WHAT TO DO:
Copy the records below in full, changing no character.

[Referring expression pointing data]

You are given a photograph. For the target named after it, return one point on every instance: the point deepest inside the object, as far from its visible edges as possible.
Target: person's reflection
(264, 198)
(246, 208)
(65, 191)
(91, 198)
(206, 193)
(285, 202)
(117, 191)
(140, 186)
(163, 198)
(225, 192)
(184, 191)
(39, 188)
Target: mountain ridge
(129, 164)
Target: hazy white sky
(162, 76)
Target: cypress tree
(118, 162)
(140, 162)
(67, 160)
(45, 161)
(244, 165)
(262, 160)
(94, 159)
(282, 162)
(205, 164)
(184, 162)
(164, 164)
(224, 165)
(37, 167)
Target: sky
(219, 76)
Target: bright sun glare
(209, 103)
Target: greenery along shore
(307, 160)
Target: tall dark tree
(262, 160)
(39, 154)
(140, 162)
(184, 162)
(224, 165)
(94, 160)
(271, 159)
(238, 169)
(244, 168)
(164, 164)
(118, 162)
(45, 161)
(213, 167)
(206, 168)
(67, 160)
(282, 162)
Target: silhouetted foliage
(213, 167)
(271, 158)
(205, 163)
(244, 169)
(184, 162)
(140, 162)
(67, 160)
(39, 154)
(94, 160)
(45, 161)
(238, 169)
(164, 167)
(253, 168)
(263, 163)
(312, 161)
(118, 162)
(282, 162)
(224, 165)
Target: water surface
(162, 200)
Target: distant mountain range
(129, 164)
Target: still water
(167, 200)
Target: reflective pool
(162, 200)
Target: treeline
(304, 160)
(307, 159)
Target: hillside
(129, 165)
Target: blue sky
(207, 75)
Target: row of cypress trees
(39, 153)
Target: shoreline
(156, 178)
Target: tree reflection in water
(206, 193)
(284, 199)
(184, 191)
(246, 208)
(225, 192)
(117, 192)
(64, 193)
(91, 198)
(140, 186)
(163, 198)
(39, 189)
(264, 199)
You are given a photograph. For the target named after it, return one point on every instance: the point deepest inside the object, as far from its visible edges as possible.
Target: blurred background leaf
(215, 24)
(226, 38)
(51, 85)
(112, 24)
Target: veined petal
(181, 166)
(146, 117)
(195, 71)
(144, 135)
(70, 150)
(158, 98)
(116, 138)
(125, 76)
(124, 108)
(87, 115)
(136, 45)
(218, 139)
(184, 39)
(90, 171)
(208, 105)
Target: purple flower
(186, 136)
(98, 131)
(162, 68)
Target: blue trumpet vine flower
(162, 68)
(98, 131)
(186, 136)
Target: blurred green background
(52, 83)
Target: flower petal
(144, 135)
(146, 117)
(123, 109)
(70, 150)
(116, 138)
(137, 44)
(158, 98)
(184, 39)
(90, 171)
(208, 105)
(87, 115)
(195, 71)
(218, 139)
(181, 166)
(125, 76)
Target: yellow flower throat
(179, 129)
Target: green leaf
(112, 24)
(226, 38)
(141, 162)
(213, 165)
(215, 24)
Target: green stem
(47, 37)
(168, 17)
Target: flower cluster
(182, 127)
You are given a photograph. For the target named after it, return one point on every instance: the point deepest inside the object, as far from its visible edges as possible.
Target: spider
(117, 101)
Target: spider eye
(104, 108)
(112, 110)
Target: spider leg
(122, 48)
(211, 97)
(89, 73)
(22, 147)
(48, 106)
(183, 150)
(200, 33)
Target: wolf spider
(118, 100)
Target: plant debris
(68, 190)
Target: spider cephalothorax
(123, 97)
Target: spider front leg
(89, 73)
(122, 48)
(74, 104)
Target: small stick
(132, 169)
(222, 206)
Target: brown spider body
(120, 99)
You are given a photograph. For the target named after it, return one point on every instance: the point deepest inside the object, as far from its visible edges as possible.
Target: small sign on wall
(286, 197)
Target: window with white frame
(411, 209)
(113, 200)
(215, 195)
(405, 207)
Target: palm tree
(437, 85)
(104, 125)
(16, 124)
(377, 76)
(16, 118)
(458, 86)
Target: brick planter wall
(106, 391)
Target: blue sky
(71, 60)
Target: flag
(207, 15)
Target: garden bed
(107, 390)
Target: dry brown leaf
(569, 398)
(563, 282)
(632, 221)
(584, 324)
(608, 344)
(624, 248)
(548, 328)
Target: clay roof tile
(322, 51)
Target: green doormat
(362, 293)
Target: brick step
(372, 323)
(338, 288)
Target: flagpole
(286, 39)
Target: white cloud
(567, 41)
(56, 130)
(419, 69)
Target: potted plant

EXERCISE RESPONSE:
You are given a photograph. For the target named after it, return one point on every instance: the point deepest inside the object, as far from its visible edges as possible.
Target: person's reflection
(264, 198)
(246, 208)
(65, 191)
(91, 198)
(206, 193)
(285, 202)
(117, 191)
(140, 186)
(163, 198)
(225, 192)
(184, 191)
(39, 188)
Target: mountain ridge
(129, 164)
Target: hazy white sky
(162, 76)
Target: cypress tree
(118, 162)
(140, 162)
(67, 160)
(45, 161)
(244, 165)
(262, 160)
(94, 159)
(282, 162)
(205, 164)
(184, 162)
(164, 164)
(224, 165)
(37, 167)
Target: sky
(219, 76)
Target: bright sun glare
(209, 103)
Target: greenery along shore
(307, 160)
Target: tall dark tree
(262, 160)
(39, 154)
(140, 162)
(184, 162)
(224, 165)
(94, 160)
(271, 159)
(238, 169)
(244, 168)
(164, 164)
(118, 162)
(45, 161)
(213, 167)
(206, 168)
(67, 160)
(282, 162)
Target: silhouetted foliage
(213, 167)
(271, 158)
(205, 163)
(244, 169)
(184, 162)
(140, 162)
(67, 160)
(39, 154)
(94, 160)
(45, 161)
(238, 169)
(164, 167)
(253, 168)
(263, 163)
(312, 161)
(118, 162)
(282, 162)
(224, 165)
Target: water surface
(162, 200)
Target: distant mountain range
(129, 164)
Target: still water
(167, 200)
Target: reflective pool
(162, 200)
Target: treeline
(304, 160)
(307, 159)
Target: hillside
(129, 165)
Target: blue sky
(207, 75)
Target: row of cypress trees
(39, 153)
Target: shoreline
(156, 178)
Target: tree reflection in water
(206, 193)
(284, 199)
(184, 191)
(246, 208)
(225, 192)
(117, 192)
(64, 193)
(91, 198)
(140, 186)
(163, 198)
(39, 189)
(264, 199)
You are given a photograph. For the target named after it, return one point on every instance: the point deepest inside the object, as far from its visible edges as possible.
Target: blurred background leaf
(215, 24)
(226, 38)
(51, 85)
(112, 24)
Target: veined petal
(181, 166)
(146, 117)
(195, 71)
(144, 135)
(70, 150)
(158, 98)
(116, 138)
(125, 76)
(124, 108)
(87, 115)
(136, 45)
(218, 139)
(184, 39)
(90, 171)
(208, 105)
Target: purple flower
(186, 136)
(98, 131)
(162, 68)
Target: blue trumpet vine flower
(162, 68)
(98, 131)
(186, 136)
Target: blurred green background
(52, 83)
Target: flower petal
(144, 135)
(146, 117)
(123, 109)
(70, 150)
(116, 138)
(137, 44)
(158, 98)
(184, 39)
(90, 171)
(208, 105)
(87, 115)
(195, 71)
(218, 139)
(181, 166)
(125, 76)
Target: yellow flower throat
(179, 129)
Target: green leaf
(112, 24)
(226, 38)
(141, 162)
(213, 165)
(215, 24)
Target: green stem
(47, 37)
(168, 17)
Target: flower cluster
(182, 127)
You are given a photograph. For the target named after it, return one point on every instance: the point deepest inside the object, as far from its visible edges as possible.
Target: spider
(117, 101)
Target: spider eye
(104, 108)
(112, 110)
Target: spider leg
(122, 48)
(211, 97)
(89, 73)
(22, 147)
(48, 106)
(183, 150)
(200, 33)
Target: wolf spider
(118, 100)
Target: plant debris
(68, 190)
Target: spider cephalothorax
(123, 97)
Target: spider front leg
(89, 73)
(122, 48)
(74, 104)
Target: small stick
(132, 169)
(222, 206)
Target: brown spider body
(120, 99)
You are given a photograph. For the target named after it, return one point on every instance: the point deepest inside the object, as far from its visible edges as possible.
Target: small sign on wall
(286, 197)
Target: window with white frame
(411, 209)
(113, 200)
(215, 195)
(405, 207)
Target: palm tree
(437, 85)
(104, 125)
(16, 124)
(377, 76)
(16, 118)
(458, 86)
Target: brick planter wall
(106, 391)
Target: blue sky
(71, 60)
Target: flag
(207, 15)
Target: garden bed
(107, 390)
Target: dry brown leaf
(569, 398)
(563, 282)
(632, 221)
(584, 324)
(608, 344)
(624, 248)
(548, 328)
Target: clay roof tile
(322, 51)
Target: green doormat
(362, 293)
Target: brick step
(372, 323)
(338, 288)
Target: flagpole
(286, 39)
Target: white cloud
(567, 41)
(56, 130)
(419, 69)
Target: potted plant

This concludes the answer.